-- Start RECORDS FOR THIS TASK --

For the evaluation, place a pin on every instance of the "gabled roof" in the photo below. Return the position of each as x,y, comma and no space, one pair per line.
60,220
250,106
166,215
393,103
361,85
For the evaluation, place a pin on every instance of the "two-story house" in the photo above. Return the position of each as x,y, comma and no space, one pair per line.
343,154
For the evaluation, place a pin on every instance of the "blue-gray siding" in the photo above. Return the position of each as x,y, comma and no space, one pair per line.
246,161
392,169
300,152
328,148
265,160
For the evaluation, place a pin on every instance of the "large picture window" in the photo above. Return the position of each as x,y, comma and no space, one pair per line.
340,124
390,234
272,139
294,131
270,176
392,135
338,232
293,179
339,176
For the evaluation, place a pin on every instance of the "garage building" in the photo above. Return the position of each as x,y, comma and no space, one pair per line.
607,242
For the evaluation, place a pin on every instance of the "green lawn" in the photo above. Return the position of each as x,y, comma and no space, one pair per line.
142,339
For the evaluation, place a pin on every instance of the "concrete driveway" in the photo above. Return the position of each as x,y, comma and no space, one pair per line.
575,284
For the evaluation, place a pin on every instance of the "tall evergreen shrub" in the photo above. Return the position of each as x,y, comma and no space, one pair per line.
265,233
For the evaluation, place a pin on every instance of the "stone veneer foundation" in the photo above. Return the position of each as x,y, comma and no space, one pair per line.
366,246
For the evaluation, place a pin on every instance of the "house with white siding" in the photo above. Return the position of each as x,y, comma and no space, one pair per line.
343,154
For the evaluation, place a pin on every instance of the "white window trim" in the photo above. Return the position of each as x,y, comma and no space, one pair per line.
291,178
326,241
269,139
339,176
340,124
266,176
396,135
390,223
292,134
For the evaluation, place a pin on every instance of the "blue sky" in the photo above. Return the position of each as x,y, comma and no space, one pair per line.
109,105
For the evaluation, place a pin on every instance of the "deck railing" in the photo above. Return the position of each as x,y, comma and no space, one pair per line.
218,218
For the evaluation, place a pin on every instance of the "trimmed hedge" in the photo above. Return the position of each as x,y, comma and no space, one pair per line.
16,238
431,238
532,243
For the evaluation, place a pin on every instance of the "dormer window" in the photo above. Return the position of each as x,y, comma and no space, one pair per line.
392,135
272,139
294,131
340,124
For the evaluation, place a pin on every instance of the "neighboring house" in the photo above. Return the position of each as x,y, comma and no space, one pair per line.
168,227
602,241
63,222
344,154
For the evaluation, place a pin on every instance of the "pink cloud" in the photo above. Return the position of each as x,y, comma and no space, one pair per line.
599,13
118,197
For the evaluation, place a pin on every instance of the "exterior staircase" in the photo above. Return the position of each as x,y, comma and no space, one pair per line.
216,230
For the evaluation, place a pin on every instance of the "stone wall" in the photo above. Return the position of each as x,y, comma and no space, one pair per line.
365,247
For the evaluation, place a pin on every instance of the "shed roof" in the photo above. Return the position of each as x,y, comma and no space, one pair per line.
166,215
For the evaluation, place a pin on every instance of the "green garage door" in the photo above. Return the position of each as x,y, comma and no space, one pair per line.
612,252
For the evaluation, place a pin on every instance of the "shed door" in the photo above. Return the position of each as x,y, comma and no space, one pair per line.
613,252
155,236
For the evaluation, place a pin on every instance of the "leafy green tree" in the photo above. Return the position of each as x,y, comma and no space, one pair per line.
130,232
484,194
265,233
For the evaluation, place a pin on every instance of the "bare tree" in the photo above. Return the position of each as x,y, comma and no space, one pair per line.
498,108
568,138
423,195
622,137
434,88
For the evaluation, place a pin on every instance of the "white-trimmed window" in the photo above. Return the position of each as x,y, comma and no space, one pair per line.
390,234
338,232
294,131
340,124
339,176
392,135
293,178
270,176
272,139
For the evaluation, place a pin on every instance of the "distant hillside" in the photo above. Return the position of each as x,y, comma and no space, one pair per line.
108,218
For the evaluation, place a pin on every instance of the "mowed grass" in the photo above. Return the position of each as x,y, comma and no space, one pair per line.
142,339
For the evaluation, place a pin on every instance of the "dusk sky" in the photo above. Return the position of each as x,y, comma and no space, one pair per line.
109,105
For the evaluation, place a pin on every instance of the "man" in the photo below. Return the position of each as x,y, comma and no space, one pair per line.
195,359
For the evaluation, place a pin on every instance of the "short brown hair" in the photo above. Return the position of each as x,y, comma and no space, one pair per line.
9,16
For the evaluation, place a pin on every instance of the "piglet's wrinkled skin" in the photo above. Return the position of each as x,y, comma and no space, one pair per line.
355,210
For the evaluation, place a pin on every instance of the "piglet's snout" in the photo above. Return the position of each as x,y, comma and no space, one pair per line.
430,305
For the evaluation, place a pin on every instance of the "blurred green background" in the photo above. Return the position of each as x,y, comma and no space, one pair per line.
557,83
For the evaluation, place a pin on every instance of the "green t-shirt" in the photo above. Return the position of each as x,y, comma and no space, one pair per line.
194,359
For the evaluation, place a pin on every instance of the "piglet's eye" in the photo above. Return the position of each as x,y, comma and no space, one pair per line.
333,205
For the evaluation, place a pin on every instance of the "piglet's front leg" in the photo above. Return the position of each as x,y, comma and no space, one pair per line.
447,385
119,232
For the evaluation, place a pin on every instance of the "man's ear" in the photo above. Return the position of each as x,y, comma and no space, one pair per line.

-- End RECORDS FOR THIS TASK --

▶ **WHAT TO PRODUCE**: Copy out every line of the data above, exactly as given.

▶ **TASK RESULT**:
For the evaluation, place a pin on every instance of the "gabled roof" in the photo below. Return the position of each as x,y, comma and no space, one pair per line.
60,220
250,106
166,215
393,103
361,85
For the evaluation, place a pin on every instance of the "two-story house" in the photo above. Return the position of each as x,y, comma and no space, one pair per line.
343,154
For the evaluation, place a pin on every instance of the "blue-gray siding" in the photo above. Return the position of each as x,y, comma and no space, one pair per line.
246,161
392,169
300,152
328,148
265,160
For the evaluation, place a pin on every instance of the "large picture window" in the photo above. Return the position of each as x,y, comma and no space, one pair per line.
340,124
390,234
272,139
294,131
270,176
392,135
338,232
293,179
339,176
For the evaluation, place a pin on every instance of the "garage building" in the photo above. Return the position of each as x,y, comma and no space, one pair per line.
607,242
For the evaluation, place a pin on every instance of the "green lawn" in the photo above. Return the position of each as x,y, comma and no space, one pair per line.
142,339
For the evaluation, place a pin on every instance of the "concrete driveway" in the photo above. Return the position of each as x,y, comma and no space, one pair per line.
575,284
For the evaluation, place a pin on every instance of the "tall evergreen shrub" in the photo above. Return the position of each as x,y, comma and no space, one pair per line.
265,233
For the evaluation, place a pin on every instance of the "stone veneer foundation" in the photo above. Return the position of each as x,y, comma and no space, one pair per line.
366,246
For the evaluation, place a pin on every instance of the "house with white siding" in the photo above. Return the position of each as x,y, comma and no space, one pair per line.
343,154
For the evaluation, place a pin on every instance of the "white window trim" in the photo above. Return the position of each as x,y, comma and no space, one pair per line.
291,178
326,241
269,139
339,176
340,124
266,176
396,135
390,223
292,134
For the evaluation, place a pin on every instance of the "blue sky" in the photo above. Return the position of each as x,y, comma and no space, one pair per line.
109,105
For the evaluation, place a pin on every instance of the "deck railing" in the photo above. Return the position of each as x,y, comma and no space, one pair per line.
218,218
For the evaluation, place a pin on every instance of the "trimmed hedge" in the photo above. Return the position of each as x,y, comma and no space, one pair per line.
16,238
431,238
532,243
For the evaluation, place a pin on every instance of the "dormer window" in the photo above. Return the position of each as x,y, comma and no space, one pair per line.
392,135
272,139
294,131
340,124
For the evaluation, place a pin on every instance of the "neighboring house" in the photo above. Return the position of each as x,y, comma and no space, one pair per line.
168,227
602,241
63,222
344,154
For the evaluation, place a pin on every instance of the "pink cloud" in the photo above. Return the position of each as x,y, comma and no space, one pair per line.
599,13
118,197
For the evaluation, place a pin on every instance of the "exterior staircase" in the photo above. Return the position of each as x,y, comma and no space, one pair per line.
216,230
For the evaluation, place a pin on every instance of the "stone wall" in the photo above. Return the position of each as x,y, comma and no space, one pair per line.
365,247
For the evaluation, place a pin on every instance of the "shed roof" in the photo above. Return the position of each as x,y, comma and no space, one pair per line.
166,215
For the evaluation, place a pin on every instance of the "green garage door" in the photo above. Return the position of each as x,y, comma and no space, one pair per line.
612,252
For the evaluation, place a pin on every instance of the "shed door" in the photo above. Return the position of each as x,y, comma and no space, one pair per line.
613,252
155,236
For the evaluation, place a pin on every instance of the "leafy green tree" in the photo above. Return the position of each as x,y, comma and no space, one pair per line.
130,232
484,194
265,233
For the evaluation, place a pin on every instance of the "bare tree" in the photo above. Return the position of each as x,y, comma and no space, one pair per line.
498,108
568,138
423,195
622,137
434,88
For the evaluation, place a pin on every instance of the "white-trimmed window" in the photo above. Return the position of each as x,y, comma and no space, one pair per line.
390,234
338,232
294,131
340,124
339,176
392,135
293,178
270,176
272,139
For the evaluation, place a pin on every instance of the "distant hillside" in the photo above. Return the position of each as x,y, comma and no space, one pair per line.
108,218
For the evaluation, place a pin on every instance of the "mowed grass" in the photo above. Return the position of each as x,y, comma and no space, one pair per line.
142,339
For the evaluation, place a pin on every instance of the "dusk sky" in the photo above. Return the position of each as x,y, comma and no space, one pair per line.
109,105
For the evaluation, place a pin on every instance of the "man" in the photo below. Return the position of each as x,y, comma and no space, one pair per line.
195,359
For the evaluation, place a pin on every instance of the "short brown hair" in the photo above. Return the position of each as x,y, comma and no space, one pair per line.
9,16
For the evaluation, place a pin on every instance of the "piglet's wrinkled skin" in the photo above. Return the position of each as x,y, comma and no space, one pair per line.
355,210
For the evaluation, place a pin on every instance of the "piglet's snout" in the photo above. Return the position of each as x,y, comma and no space, one pair per line.
430,305
For the evaluation, place a pin on every instance of the "blurred green background" in the photo above. Return the position of each as x,y, comma and no space, one pair per line.
557,83
For the evaluation, place a pin on every instance of the "green t-shirt" in the photo above. Return the position of each as x,y, comma and no space, one pair per line.
194,359
For the evaluation, place a pin on every instance of the "piglet's eye" in the photo above. Return the position of each as x,y, comma and no space, one pair per line.
333,205
For the evaluation, place a pin on every instance of the "piglet's front leg" in the photo above. Return the position of each as x,y, comma and no space, one pair per line.
447,385
119,232
For the evaluation, place a pin on every instance of the "man's ear" in the photo above. Return the position of each as x,y, comma and no space, one pair per line.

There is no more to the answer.